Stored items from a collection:
* * * * * * *
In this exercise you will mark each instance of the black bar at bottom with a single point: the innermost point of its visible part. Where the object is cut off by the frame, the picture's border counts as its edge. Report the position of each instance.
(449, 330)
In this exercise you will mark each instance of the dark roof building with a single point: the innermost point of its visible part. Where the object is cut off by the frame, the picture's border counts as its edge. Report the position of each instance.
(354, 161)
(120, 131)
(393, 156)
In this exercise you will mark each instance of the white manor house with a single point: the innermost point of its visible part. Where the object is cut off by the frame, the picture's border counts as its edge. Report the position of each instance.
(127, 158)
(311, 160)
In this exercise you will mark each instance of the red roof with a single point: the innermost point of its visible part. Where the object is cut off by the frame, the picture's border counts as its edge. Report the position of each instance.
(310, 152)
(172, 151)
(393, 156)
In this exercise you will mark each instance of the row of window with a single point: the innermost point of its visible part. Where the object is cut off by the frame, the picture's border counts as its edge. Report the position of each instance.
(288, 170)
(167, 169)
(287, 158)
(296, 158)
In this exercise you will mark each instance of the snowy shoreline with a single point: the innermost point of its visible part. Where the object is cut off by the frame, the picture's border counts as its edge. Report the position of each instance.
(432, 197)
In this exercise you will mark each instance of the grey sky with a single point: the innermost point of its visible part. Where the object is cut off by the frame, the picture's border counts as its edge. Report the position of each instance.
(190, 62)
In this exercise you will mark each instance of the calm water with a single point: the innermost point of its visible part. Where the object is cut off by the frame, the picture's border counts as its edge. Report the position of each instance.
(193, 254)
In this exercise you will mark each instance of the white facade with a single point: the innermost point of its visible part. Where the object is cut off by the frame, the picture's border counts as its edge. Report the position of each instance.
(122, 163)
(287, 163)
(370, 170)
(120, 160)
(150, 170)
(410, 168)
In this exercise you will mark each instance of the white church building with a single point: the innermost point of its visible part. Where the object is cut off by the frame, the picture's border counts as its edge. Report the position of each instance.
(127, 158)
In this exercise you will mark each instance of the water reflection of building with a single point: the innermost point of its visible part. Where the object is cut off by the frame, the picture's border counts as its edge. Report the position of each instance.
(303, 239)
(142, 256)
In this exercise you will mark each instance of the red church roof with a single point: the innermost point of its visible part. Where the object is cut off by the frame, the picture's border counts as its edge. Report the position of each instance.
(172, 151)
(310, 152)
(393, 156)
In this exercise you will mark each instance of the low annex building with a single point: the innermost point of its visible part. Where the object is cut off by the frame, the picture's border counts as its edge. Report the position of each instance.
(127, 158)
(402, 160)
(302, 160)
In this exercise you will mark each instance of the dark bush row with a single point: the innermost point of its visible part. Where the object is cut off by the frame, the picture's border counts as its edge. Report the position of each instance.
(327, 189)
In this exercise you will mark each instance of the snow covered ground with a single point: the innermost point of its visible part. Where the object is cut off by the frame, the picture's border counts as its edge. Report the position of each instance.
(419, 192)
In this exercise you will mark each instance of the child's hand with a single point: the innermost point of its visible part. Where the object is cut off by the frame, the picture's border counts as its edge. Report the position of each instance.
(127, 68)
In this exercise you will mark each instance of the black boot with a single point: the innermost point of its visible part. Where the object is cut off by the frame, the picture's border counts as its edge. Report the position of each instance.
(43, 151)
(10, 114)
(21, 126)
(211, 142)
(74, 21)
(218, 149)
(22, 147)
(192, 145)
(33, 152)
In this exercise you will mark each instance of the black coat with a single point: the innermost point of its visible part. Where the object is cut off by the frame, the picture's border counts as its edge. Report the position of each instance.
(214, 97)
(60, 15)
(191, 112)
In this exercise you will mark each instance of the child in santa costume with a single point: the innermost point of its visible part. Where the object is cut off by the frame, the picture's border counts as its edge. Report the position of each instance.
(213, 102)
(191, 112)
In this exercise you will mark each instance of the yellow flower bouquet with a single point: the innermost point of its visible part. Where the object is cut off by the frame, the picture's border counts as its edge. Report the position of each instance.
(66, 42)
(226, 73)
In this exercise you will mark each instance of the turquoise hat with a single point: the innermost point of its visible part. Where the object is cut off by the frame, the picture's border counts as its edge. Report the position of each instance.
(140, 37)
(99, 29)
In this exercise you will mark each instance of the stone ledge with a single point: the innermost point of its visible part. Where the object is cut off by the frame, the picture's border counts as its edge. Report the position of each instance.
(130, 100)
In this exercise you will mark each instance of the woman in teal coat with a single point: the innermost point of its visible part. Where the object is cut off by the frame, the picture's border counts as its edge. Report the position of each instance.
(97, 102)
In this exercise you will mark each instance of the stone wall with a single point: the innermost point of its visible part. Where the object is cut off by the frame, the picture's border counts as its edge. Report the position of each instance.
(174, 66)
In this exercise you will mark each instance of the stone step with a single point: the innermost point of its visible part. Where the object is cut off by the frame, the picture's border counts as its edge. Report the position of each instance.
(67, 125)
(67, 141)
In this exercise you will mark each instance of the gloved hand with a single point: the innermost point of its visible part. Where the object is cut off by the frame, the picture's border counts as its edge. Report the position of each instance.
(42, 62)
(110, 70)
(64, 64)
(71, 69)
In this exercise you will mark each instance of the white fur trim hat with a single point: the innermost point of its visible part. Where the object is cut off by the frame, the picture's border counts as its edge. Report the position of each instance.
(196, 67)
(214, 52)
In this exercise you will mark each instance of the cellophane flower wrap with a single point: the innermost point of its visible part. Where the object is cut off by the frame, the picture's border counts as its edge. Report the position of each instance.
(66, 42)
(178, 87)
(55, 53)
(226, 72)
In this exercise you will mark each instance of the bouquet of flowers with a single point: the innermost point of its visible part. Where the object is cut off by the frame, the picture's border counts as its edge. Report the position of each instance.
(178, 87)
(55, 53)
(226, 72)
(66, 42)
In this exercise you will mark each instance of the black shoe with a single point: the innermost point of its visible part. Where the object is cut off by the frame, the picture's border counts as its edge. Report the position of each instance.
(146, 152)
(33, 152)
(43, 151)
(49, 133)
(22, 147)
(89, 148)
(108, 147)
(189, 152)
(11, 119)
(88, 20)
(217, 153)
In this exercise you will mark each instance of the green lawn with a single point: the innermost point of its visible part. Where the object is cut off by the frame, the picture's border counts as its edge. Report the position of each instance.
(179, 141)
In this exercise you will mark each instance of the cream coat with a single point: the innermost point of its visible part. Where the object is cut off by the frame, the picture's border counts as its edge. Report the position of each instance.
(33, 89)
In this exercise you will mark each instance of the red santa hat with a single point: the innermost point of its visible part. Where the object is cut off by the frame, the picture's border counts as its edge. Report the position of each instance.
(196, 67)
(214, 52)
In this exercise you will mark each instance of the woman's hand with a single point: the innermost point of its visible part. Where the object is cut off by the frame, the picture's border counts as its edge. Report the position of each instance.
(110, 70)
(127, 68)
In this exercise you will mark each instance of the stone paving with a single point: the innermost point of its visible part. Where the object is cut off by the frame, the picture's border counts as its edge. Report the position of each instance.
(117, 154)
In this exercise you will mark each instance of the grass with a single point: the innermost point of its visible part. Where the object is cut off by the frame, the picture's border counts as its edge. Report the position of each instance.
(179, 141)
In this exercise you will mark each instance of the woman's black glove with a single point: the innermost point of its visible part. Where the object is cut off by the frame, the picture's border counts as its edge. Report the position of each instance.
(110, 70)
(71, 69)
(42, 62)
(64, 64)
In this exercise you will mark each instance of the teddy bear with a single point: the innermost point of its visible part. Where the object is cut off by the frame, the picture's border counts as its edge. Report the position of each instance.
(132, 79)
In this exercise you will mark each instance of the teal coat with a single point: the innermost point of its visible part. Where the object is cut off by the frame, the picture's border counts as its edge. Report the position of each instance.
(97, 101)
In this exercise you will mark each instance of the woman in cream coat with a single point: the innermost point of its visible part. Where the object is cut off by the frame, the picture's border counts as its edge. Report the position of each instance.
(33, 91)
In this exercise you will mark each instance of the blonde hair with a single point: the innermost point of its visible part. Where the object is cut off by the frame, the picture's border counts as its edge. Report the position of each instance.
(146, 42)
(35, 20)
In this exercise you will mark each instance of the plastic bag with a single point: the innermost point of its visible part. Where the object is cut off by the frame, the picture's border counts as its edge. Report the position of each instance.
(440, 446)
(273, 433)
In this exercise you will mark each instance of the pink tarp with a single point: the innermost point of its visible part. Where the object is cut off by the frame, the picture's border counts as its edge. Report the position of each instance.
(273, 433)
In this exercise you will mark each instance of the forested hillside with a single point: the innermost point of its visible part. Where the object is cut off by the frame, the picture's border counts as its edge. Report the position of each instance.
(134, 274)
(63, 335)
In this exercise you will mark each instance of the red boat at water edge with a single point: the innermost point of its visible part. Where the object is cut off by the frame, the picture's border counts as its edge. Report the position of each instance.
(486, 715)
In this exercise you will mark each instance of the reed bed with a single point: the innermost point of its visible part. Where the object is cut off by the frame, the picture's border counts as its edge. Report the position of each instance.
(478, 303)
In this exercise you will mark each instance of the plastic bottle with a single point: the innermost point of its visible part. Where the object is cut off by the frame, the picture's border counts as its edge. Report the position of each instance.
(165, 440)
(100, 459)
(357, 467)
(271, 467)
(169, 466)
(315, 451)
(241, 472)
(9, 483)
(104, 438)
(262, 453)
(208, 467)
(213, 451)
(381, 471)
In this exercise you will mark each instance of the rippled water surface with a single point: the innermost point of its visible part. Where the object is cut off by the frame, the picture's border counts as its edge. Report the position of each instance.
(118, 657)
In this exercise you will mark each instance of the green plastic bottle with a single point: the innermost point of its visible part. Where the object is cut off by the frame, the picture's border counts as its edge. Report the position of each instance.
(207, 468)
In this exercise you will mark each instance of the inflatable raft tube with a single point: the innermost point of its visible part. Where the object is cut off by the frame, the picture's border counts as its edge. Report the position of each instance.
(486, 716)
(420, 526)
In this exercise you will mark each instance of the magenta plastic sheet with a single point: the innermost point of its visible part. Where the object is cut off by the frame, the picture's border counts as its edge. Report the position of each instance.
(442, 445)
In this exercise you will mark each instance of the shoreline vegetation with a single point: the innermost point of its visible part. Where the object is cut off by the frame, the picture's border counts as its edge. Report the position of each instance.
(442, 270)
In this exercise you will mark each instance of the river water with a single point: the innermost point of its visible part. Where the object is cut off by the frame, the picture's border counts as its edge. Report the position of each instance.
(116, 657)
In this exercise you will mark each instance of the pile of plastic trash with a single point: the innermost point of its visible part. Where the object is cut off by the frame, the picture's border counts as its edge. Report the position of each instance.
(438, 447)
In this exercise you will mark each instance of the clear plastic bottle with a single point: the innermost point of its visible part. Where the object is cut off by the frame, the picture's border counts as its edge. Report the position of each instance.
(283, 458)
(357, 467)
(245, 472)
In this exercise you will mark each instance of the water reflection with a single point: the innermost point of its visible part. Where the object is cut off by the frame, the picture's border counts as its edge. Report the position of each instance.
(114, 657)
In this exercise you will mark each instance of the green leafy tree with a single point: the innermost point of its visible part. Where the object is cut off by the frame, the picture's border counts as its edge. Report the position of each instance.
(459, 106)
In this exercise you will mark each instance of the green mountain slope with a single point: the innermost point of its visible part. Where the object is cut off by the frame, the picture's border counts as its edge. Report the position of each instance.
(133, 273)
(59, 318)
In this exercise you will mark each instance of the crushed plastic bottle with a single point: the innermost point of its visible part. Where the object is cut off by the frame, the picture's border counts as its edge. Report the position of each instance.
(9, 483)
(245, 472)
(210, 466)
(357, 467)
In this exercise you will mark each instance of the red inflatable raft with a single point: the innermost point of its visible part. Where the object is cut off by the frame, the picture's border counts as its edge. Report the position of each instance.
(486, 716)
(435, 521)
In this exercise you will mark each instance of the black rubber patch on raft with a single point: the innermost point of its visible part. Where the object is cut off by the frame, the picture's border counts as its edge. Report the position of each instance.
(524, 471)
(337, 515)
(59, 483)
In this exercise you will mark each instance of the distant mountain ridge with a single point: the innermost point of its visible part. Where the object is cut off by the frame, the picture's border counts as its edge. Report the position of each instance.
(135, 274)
* * * * * * *
Only the lines from the one that contains "the red inflatable" to the end of the data should be output, exactly as they appear.

In this exercise you will mark each instance of the red inflatable raft with a single point: the innermost point of its visible part. Where the object is cut off by the frame, the picture's border counts as its edge. Report the position of each instance.
(486, 716)
(435, 521)
In this exercise you will mark each instance of the black rubber patch on raft with a single point: the innermost point of its visible part. Where the object is cut off by the frame, the picture's border counts as its edge. Report the position of each instance.
(524, 471)
(337, 515)
(59, 483)
In this exercise you will mark each instance of the distant mountain ridge with a single point: the innermost point of its visible part. Where the object is cut off by the frame, the picture's border counts as its edge. Report the position of each instance.
(135, 274)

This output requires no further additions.